UW OPDRACHT: Orden alle regels uit de onderstaande gegevens als een genummerde lijst en laat daarbij lege regels weg. Laat de afbeeldingen buiten uw antwoord.

VERSTREKTE GEGEVENS:
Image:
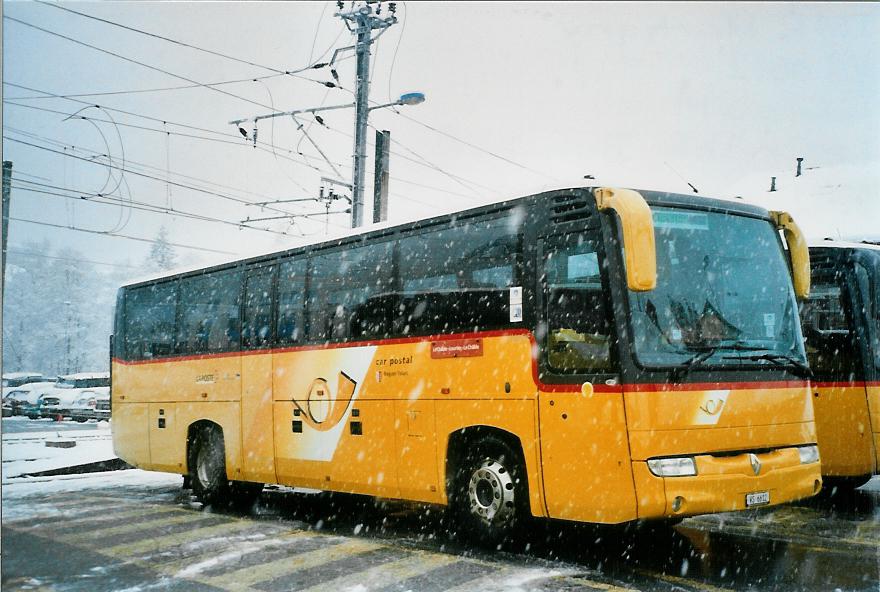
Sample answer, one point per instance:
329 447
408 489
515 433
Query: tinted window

OPLOSSING:
1. Image:
2. Sample answer, one point per instance:
3. 329 447
4. 408 489
5. 515 433
6. Query: tinted window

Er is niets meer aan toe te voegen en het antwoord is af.